*** Supplied material ***

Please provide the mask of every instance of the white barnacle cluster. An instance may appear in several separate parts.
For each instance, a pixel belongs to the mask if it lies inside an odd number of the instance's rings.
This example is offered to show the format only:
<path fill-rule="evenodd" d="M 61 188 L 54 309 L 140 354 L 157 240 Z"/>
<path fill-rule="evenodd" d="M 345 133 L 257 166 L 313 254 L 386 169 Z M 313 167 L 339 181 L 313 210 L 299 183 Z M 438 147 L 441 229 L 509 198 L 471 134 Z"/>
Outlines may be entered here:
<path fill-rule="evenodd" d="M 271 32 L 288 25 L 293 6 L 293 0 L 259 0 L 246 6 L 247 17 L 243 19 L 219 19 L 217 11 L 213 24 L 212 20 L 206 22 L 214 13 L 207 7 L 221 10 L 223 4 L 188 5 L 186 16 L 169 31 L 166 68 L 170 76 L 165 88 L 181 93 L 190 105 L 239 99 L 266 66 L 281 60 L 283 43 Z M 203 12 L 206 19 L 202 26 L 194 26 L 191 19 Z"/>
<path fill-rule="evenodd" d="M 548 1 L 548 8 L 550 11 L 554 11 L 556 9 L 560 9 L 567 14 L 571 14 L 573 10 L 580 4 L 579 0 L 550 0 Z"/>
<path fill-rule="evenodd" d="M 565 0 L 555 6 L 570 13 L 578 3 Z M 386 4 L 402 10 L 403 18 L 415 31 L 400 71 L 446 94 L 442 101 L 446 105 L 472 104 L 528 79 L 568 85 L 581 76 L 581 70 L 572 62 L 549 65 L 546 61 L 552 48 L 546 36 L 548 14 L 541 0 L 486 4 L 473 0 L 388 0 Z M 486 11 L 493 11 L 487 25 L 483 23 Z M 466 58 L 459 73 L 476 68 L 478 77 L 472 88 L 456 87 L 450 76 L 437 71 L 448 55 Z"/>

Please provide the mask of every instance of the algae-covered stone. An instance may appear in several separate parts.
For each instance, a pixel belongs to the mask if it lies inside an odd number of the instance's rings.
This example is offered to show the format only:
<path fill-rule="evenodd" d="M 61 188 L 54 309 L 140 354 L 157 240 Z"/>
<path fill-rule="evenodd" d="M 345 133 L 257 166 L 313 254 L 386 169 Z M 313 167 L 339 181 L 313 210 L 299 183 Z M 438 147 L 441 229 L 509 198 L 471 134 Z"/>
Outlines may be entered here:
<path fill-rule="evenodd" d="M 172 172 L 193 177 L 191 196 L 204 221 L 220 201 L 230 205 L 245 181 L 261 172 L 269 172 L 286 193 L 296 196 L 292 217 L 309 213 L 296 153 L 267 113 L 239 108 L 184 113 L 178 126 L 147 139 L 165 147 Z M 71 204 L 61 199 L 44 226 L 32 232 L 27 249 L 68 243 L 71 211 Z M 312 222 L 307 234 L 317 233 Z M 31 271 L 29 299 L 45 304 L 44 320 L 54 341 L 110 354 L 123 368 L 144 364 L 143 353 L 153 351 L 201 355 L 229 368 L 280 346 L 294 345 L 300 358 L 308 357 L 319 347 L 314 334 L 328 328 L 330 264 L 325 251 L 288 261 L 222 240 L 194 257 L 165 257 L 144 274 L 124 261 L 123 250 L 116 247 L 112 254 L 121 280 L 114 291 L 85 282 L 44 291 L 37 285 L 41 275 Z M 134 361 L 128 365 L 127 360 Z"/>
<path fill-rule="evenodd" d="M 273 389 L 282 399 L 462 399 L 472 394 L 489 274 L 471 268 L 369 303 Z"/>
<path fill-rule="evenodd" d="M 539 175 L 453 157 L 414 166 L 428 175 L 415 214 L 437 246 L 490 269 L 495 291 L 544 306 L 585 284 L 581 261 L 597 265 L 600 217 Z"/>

*** End of Supplied material ***

## Activity
Reproduce the data exactly. All of it is needed.

## Result of the exercise
Please provide the mask of every instance of the white barnacle cluster. An instance may appear in several separate parts.
For each instance, a pixel belongs to the mask if it lies inside an odd number of the instance's rings.
This example is offered to show the format only:
<path fill-rule="evenodd" d="M 61 188 L 54 309 L 140 354 L 157 240 Z"/>
<path fill-rule="evenodd" d="M 345 133 L 257 166 L 313 254 L 386 169 Z M 313 167 L 339 181 L 313 210 L 299 183 Z M 438 147 L 441 229 L 509 198 L 471 134 Z"/>
Outlines may be entered here:
<path fill-rule="evenodd" d="M 271 32 L 288 25 L 293 6 L 293 0 L 259 0 L 246 6 L 247 17 L 243 19 L 219 19 L 217 11 L 213 24 L 212 20 L 206 22 L 214 13 L 207 7 L 221 10 L 223 4 L 188 5 L 186 16 L 169 31 L 166 68 L 170 76 L 165 88 L 181 93 L 190 105 L 239 99 L 266 66 L 281 60 L 283 43 Z M 203 12 L 206 19 L 202 26 L 194 26 L 191 19 Z"/>
<path fill-rule="evenodd" d="M 548 1 L 548 8 L 550 11 L 554 11 L 556 9 L 560 9 L 567 14 L 571 14 L 573 10 L 580 4 L 579 0 L 550 0 Z"/>
<path fill-rule="evenodd" d="M 565 0 L 555 6 L 570 13 L 578 3 Z M 386 4 L 402 10 L 403 18 L 415 31 L 400 71 L 446 94 L 442 101 L 446 105 L 472 104 L 528 79 L 568 85 L 581 76 L 581 70 L 572 62 L 549 65 L 546 61 L 552 48 L 546 36 L 548 14 L 541 0 L 486 4 L 473 0 L 388 0 Z M 486 11 L 493 11 L 487 25 L 483 23 Z M 466 58 L 459 73 L 476 68 L 478 77 L 472 88 L 456 87 L 450 76 L 437 71 L 448 55 Z"/>

Please provide the mask of every instance of the algae-covered stone. An instance may appear in several separate parts.
For each instance, a pixel belongs to the mask if it lies inside an odd number of the instance's rings.
This example is offered to show the format only:
<path fill-rule="evenodd" d="M 61 188 L 54 309 L 140 354 L 157 240 Z"/>
<path fill-rule="evenodd" d="M 345 133 L 257 166 L 313 254 L 386 169 Z M 313 167 L 339 181 L 313 210 L 299 183 Z M 438 147 L 441 229 L 509 198 L 471 134 Z"/>
Outlines may be entered here:
<path fill-rule="evenodd" d="M 172 172 L 193 177 L 191 196 L 204 221 L 220 201 L 230 205 L 245 181 L 261 172 L 269 172 L 286 193 L 296 196 L 292 217 L 309 213 L 296 153 L 267 113 L 239 108 L 184 113 L 178 126 L 147 139 L 165 147 Z M 71 204 L 61 199 L 44 226 L 32 232 L 27 249 L 68 243 L 71 211 Z M 312 222 L 307 234 L 317 233 Z M 31 271 L 29 299 L 45 304 L 44 320 L 54 341 L 110 354 L 123 368 L 144 364 L 143 353 L 153 351 L 201 355 L 229 368 L 280 346 L 294 345 L 300 358 L 308 357 L 319 347 L 314 334 L 328 328 L 330 264 L 325 251 L 288 261 L 222 240 L 194 257 L 165 257 L 144 274 L 124 261 L 123 250 L 116 247 L 112 254 L 121 280 L 114 291 L 85 282 L 44 291 L 37 285 L 41 275 Z M 134 361 L 128 365 L 127 360 Z"/>
<path fill-rule="evenodd" d="M 273 389 L 282 399 L 462 399 L 472 394 L 489 274 L 471 268 L 369 303 Z"/>
<path fill-rule="evenodd" d="M 539 175 L 453 157 L 414 166 L 428 175 L 415 214 L 437 246 L 490 269 L 495 291 L 544 306 L 585 284 L 581 261 L 597 265 L 600 217 Z"/>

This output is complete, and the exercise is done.